Consigne: Combien de lignes du matériel contiennent la chaîne « nurse », si l'on compte en respectant la casse ? Donnez uniquement ce nombre.

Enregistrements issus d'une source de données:
------------------------------------

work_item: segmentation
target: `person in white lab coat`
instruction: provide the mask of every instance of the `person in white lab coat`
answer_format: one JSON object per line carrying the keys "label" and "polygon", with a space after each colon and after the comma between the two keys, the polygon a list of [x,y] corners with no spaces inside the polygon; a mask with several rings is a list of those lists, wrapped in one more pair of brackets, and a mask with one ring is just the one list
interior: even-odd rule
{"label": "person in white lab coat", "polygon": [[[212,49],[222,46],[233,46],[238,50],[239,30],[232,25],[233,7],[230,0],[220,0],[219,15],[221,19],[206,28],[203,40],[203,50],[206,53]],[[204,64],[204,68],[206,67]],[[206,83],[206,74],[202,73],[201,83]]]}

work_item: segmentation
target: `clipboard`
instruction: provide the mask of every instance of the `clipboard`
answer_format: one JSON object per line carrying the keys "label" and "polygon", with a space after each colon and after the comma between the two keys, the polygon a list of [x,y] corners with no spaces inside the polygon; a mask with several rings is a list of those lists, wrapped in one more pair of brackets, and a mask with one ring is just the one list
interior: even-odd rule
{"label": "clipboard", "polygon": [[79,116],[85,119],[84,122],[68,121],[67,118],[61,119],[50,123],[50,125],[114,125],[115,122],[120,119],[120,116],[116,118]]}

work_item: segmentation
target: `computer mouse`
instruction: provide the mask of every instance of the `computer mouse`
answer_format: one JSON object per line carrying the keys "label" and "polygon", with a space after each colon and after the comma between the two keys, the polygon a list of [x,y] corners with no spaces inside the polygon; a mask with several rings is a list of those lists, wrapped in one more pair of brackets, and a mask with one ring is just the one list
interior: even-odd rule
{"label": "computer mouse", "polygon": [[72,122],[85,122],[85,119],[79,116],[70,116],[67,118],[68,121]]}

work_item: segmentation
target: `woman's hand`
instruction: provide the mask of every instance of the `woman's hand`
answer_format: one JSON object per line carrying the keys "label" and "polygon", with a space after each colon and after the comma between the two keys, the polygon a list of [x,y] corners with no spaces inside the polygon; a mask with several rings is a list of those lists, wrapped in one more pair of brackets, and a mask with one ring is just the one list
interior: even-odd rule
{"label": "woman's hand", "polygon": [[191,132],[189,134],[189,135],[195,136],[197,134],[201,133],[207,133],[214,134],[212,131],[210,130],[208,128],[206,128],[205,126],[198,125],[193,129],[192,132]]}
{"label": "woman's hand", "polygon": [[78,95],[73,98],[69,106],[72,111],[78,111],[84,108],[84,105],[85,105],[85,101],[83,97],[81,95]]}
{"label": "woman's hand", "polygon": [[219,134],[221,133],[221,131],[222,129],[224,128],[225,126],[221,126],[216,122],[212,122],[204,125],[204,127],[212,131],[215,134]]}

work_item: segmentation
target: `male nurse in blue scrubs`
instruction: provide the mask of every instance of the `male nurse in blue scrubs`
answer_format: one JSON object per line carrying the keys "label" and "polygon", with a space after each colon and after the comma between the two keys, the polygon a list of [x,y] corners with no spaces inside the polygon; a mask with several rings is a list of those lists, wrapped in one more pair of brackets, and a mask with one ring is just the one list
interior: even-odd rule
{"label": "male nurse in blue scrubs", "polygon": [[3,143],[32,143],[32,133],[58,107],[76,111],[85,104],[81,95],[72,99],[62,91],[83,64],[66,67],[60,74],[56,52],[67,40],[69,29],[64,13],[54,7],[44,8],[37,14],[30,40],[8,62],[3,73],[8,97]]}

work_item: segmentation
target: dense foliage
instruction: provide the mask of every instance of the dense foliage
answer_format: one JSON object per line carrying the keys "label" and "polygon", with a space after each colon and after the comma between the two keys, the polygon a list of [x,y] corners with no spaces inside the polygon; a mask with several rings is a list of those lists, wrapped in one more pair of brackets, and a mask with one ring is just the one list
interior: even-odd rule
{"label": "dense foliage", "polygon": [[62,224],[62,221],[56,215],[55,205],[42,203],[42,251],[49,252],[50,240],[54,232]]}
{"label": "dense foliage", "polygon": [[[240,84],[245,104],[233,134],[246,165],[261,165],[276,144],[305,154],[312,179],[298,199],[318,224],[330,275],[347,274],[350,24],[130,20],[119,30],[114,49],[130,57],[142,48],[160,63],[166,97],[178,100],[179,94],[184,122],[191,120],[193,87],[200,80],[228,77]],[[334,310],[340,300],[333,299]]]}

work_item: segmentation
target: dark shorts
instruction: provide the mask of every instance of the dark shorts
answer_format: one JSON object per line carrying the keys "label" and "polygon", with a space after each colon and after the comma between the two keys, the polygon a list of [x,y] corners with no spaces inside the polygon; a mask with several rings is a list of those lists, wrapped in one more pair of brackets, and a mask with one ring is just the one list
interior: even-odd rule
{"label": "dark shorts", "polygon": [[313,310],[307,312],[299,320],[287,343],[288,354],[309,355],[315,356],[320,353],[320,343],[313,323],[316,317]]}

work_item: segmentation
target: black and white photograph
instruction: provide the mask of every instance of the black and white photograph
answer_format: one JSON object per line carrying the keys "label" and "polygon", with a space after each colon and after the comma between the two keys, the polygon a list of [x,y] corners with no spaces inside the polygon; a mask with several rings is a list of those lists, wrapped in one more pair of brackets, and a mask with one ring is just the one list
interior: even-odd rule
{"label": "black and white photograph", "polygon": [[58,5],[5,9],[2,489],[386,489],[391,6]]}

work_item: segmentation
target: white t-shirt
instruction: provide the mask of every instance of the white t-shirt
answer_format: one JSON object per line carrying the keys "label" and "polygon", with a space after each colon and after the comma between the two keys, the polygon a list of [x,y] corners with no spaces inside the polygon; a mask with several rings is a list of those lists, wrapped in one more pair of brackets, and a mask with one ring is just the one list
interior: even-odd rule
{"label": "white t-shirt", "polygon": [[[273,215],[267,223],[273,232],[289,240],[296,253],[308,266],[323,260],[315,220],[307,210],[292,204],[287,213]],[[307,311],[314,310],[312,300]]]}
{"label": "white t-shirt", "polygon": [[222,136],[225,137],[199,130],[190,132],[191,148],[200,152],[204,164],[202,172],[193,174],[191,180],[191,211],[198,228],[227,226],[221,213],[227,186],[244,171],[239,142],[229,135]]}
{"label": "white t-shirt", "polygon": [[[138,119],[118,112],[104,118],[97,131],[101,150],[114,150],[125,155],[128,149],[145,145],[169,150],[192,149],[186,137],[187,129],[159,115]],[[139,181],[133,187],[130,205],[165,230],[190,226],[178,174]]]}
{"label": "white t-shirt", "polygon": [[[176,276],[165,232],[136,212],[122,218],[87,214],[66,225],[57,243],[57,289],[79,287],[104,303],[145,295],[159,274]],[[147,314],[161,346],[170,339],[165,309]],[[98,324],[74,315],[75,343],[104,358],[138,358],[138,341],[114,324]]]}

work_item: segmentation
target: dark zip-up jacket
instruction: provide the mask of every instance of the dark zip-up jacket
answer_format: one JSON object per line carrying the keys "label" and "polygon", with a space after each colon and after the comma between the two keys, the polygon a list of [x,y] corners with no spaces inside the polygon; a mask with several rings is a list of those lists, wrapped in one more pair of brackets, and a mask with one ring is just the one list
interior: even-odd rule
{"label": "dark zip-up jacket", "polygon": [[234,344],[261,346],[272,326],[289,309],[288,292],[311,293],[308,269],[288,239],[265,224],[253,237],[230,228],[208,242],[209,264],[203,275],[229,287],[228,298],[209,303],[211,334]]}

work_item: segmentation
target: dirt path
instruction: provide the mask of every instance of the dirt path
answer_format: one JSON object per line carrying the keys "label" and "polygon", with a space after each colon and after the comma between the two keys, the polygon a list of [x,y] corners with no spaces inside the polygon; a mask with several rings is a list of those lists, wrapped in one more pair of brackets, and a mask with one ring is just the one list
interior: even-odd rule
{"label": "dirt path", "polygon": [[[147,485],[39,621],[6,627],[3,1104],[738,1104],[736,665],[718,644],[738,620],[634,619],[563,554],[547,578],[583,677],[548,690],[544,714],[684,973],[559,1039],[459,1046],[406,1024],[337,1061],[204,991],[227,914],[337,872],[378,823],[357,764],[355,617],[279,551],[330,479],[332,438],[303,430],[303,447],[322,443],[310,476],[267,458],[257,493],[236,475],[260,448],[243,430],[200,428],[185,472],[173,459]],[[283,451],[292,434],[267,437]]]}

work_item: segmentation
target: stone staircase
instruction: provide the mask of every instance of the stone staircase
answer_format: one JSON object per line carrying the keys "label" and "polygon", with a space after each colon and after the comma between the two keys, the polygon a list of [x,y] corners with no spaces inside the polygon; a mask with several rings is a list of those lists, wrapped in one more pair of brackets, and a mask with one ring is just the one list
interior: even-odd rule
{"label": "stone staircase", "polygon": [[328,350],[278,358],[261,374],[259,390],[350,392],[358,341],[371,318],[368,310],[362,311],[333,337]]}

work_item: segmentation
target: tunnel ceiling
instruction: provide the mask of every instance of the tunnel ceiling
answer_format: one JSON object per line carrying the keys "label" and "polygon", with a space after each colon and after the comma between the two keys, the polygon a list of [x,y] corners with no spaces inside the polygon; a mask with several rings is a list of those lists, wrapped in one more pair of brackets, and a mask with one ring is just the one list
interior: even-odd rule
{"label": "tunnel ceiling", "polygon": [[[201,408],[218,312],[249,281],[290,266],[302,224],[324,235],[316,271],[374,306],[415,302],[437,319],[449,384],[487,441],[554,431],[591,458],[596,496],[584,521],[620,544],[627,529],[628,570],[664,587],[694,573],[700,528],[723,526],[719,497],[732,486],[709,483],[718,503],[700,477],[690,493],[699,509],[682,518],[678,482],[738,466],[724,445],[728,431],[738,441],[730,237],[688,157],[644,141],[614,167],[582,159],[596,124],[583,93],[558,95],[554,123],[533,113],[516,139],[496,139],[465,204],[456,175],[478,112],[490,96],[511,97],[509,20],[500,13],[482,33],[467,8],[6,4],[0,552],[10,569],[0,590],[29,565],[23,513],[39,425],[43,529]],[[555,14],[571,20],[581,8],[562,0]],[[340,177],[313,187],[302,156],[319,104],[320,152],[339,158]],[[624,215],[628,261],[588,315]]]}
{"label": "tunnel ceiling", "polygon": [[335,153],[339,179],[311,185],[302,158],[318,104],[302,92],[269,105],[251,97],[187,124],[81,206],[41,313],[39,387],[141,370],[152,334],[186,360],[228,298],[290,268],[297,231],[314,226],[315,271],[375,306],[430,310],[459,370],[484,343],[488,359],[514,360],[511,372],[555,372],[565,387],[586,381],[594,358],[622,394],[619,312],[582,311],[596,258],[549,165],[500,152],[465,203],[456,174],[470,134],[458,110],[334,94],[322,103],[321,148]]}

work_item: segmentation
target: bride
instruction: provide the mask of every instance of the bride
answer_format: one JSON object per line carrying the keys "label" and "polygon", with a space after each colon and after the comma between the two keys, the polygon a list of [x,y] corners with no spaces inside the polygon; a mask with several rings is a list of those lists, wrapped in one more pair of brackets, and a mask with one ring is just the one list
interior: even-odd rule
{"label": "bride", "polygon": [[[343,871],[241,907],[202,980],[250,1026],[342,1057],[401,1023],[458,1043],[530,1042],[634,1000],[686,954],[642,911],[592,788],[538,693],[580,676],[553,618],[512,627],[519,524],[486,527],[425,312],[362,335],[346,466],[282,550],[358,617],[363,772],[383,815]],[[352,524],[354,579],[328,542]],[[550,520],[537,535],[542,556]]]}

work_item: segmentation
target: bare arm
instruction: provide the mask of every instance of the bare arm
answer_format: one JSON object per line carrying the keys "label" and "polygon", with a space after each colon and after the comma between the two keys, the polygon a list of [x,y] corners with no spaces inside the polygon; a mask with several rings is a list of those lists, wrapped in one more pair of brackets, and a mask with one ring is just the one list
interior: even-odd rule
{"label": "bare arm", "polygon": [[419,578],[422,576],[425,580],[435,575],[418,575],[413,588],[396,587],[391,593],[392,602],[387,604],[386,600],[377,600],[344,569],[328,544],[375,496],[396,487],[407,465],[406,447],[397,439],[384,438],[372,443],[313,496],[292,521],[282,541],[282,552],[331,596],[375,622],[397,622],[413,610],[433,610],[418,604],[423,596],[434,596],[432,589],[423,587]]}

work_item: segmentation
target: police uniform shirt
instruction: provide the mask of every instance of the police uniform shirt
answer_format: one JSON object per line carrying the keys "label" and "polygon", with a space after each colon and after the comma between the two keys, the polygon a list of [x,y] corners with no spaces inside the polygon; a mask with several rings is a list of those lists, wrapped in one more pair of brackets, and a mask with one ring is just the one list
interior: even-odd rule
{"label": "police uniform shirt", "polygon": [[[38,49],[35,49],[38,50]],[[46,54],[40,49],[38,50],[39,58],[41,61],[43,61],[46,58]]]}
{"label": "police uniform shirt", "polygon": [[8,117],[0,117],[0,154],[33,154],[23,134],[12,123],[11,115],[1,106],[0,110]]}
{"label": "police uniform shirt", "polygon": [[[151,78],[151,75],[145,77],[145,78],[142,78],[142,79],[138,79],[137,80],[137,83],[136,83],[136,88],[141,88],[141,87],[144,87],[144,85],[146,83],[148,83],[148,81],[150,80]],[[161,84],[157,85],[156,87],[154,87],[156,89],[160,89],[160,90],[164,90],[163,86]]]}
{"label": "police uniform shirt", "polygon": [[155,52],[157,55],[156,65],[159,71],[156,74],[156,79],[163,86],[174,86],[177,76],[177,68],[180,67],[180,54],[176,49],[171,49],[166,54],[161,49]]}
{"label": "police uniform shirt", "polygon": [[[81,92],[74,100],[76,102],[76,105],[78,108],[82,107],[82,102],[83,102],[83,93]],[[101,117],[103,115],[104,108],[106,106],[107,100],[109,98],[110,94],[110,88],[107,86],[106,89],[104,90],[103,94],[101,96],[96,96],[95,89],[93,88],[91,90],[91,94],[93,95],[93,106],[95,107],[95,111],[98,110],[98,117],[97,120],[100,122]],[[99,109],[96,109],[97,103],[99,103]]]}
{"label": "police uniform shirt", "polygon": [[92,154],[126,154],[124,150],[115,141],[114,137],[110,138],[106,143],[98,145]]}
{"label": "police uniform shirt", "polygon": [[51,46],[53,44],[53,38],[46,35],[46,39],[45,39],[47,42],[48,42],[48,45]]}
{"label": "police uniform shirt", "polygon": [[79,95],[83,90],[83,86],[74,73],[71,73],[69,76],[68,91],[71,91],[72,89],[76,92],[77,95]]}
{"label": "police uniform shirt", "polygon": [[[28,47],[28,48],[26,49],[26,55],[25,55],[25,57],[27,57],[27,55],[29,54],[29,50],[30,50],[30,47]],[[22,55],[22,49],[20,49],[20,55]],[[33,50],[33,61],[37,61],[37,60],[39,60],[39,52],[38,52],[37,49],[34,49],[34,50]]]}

------------------------------------

Réponse: 3